Betrachtung über das fünfte Buch Mose (Synopsis)
Kapitel 33-34
Wir haben auch die Segnungen dieses Mannes Gottes, die er vor seinem Tode über das Volk aussprach (Kap. 33). Die Segnungen Jakobs waren in bezug auf die Zukunft mehr historisch. Hier betreffen sie eher die Beziehungen mit Gott Seiner Regierung gemäß. Zwölf ist immer noch die Zahl der Stämme (Simeon wurde ausgelassen, um den zwei Stämmen der Nachkommenschaft Josephs Raum zu schaffen, dem Erstgeborenen in bezug auf das Erbteil an Rubens Statt). Hier geht alles nach dem Segen Gottes und nicht nach den Rechten der Natur. Nach diesem letzten Grundsatz wird Israel (den Ruben darstellt) abnehmen, aber es wird nicht sterben.
◆ ◆ ◆ ◆ ◆ ◆ ◆
Arbeitsauftrag 1> Schreiben Sie aus der Betrachtung über das fünfte Buch Mose den Abschnitt ab, der mit den Worten „Betrachtung über das“ beginnt und mit „wird nicht sterben.“ schließt.
Arbeitsauftrag 2> Prüfen Sie anhand der Betrachtung über das fünfte Buch Mose, ob die folgenden Aussagen zutreffen, und belegen Sie jede Antwort mit den entscheidenden Worten der Betrachtung: (a) Simeon wird bei den Stämmen ausgelassen. (b) Die Segnungen Jakobs betreffen vor allem die Beziehungen mit Gott gemäß Seiner Regierung. (c) Nach dem Grundsatz der Rechte der Natur wird Israel sterben.

Vorliegendes Material>
◆ ◆ ◆ ◆ ◆ ◆ ◆
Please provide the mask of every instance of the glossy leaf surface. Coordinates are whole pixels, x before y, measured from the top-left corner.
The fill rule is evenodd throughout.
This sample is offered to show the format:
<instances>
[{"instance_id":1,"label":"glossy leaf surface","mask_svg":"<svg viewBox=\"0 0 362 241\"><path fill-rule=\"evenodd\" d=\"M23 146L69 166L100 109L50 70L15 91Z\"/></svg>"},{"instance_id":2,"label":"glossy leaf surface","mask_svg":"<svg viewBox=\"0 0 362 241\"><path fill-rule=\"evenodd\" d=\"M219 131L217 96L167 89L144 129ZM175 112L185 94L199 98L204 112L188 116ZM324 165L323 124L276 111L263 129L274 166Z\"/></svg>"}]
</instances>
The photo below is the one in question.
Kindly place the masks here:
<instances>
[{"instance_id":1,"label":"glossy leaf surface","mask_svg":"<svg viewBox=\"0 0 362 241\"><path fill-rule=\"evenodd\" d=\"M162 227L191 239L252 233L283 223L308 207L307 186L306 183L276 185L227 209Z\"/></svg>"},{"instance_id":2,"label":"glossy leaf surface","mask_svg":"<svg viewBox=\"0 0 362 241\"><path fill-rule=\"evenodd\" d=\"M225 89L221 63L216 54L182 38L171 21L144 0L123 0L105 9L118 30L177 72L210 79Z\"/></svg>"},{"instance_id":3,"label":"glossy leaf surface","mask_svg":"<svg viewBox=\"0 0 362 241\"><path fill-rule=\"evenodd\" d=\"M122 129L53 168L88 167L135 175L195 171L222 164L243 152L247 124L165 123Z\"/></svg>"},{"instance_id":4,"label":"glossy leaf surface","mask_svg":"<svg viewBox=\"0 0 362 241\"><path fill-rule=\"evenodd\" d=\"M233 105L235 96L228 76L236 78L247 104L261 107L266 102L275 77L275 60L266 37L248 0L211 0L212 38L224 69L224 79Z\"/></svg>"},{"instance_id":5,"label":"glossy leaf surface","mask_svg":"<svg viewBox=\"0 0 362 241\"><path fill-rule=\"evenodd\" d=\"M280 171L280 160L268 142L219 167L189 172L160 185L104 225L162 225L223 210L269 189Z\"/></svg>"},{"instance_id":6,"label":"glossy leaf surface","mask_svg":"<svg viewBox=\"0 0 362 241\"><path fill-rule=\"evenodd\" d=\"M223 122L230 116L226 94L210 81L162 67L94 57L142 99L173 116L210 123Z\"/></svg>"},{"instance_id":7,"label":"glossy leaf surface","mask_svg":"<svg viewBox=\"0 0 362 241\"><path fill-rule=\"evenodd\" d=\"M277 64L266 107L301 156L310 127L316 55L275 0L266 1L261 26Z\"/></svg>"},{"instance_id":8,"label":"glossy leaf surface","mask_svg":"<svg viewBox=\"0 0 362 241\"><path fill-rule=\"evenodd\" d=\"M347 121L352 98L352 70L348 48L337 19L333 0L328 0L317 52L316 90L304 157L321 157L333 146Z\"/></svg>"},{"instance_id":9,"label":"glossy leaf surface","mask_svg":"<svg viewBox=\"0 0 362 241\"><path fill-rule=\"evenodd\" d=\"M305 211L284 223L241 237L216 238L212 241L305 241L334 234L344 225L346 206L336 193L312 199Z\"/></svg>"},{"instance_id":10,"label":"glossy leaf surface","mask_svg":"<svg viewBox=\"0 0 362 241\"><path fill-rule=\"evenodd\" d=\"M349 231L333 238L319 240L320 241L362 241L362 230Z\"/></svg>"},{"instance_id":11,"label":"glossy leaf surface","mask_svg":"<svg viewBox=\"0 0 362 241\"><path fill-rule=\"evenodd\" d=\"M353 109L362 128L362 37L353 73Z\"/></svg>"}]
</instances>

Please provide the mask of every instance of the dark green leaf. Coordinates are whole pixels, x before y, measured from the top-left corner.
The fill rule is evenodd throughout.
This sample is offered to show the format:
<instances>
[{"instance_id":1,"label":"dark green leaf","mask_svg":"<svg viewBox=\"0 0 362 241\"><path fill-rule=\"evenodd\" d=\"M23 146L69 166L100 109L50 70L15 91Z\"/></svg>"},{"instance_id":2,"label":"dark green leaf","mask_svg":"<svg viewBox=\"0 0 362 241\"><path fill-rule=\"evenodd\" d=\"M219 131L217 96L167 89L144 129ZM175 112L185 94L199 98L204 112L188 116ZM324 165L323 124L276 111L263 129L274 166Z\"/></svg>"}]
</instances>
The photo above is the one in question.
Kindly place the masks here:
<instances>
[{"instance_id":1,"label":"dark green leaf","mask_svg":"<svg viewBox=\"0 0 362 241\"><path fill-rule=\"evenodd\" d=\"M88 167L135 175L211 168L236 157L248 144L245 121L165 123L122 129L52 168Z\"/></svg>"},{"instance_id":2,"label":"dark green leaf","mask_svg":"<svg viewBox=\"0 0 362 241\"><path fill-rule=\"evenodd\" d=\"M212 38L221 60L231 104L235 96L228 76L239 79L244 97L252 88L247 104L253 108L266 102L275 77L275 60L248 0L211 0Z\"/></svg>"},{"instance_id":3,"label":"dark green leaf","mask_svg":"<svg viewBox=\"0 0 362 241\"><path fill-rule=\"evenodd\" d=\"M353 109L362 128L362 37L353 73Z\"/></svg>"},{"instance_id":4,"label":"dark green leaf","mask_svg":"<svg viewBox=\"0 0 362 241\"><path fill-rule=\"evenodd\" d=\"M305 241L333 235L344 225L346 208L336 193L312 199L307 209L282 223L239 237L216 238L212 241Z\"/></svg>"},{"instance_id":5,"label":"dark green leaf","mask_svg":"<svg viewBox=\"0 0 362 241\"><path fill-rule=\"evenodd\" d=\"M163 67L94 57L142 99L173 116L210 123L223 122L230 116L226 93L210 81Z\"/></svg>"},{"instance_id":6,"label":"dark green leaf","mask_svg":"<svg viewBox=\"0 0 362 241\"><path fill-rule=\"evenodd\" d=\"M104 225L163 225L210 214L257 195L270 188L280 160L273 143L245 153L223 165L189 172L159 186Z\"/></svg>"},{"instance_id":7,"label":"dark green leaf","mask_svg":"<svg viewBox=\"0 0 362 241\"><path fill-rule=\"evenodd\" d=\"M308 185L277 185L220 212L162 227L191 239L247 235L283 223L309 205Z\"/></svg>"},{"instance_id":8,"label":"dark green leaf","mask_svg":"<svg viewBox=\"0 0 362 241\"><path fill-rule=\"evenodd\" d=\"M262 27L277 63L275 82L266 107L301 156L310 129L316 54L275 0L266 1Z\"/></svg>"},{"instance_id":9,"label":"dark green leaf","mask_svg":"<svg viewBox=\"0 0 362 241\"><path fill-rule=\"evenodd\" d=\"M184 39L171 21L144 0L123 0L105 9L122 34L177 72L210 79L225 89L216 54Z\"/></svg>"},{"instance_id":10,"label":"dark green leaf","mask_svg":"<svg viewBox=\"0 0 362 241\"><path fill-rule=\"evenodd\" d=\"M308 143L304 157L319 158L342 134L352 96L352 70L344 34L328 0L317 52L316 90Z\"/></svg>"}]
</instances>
◆ ◆ ◆ ◆ ◆ ◆ ◆
Lösung 1>
Betrachtung über das fünfte Buch Mose (Synopsis)
Kapitel 33-34
Wir haben auch die Segnungen dieses Mannes Gottes, die er vor seinem Tode über das Volk aussprach (Kap. 33). Die Segnungen Jakobs waren in bezug auf die Zukunft mehr historisch. Hier betreffen sie eher die Beziehungen mit Gott Seiner Regierung gemäß. Zwölf ist immer noch die Zahl der Stämme (Simeon wurde ausgelassen, um den zwei Stämmen der Nachkommenschaft Josephs Raum zu schaffen, dem Erstgeborenen in bezug auf das Erbteil an Rubens Statt). Hier geht alles nach dem Segen Gottes und nicht nach den Rechten der Natur. Nach diesem letzten Grundsatz wird Israel (den Ruben darstellt) abnehmen, aber es wird nicht sterben.

Lösung 2>
(a) Ja: „Simeon wurde ausgelassen, um den zwei Stämmen der Nachkommenschaft Josephs Raum zu schaffen“.
(b) Nein: „Die Segnungen Jakobs waren in bezug auf die Zukunft mehr historisch.“
(c) Nein: „Nach diesem letzten Grundsatz wird Israel (den Ruben darstellt) abnehmen, aber es wird nicht sterben.“